Dataset rows about object locations:
********

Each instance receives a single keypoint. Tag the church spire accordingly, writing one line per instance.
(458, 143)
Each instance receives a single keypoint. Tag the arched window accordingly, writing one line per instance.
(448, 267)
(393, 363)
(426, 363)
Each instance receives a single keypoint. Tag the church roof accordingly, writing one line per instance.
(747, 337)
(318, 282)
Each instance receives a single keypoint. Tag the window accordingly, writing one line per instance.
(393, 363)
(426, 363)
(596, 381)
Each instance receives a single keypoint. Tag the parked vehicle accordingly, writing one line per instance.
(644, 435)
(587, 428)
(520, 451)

********

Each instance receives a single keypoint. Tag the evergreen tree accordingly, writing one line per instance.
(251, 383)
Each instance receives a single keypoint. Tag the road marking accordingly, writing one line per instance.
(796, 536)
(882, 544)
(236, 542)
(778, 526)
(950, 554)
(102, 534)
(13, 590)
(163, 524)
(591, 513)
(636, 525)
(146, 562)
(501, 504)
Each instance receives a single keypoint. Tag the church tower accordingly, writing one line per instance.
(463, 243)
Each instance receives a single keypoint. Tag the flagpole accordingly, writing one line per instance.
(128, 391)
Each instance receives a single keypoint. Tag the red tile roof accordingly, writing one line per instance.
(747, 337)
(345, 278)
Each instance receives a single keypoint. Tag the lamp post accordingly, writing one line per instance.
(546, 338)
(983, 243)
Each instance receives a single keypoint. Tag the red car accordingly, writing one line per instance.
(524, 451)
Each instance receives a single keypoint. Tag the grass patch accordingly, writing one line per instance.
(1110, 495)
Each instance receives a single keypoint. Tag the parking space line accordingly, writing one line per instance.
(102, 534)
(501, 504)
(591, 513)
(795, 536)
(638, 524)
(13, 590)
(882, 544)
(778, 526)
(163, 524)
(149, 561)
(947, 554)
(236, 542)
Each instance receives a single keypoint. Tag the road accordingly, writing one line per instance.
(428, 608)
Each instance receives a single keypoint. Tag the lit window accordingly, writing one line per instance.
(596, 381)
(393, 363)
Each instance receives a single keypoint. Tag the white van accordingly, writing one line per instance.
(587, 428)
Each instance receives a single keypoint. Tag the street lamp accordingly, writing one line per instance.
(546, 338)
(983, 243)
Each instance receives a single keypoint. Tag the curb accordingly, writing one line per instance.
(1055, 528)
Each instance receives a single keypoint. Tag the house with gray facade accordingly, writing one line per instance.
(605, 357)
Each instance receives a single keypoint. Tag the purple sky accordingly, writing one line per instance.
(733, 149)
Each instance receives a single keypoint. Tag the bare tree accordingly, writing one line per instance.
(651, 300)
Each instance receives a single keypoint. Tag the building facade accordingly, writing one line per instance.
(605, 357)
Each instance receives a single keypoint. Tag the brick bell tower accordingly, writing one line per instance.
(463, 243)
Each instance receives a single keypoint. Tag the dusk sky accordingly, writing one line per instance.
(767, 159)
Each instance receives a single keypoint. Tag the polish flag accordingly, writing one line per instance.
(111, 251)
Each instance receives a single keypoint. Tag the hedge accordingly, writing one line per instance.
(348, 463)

********

Exercise task:
Return every line in the rows above that contains the string "road", treating uppercase and lowercase as distinct.

In response:
Each instance receives a single keypoint. Tag the road marking accordingly, writing one line per instance.
Each instance receives a single keypoint. Tag the road accordingly, writing one line per instance.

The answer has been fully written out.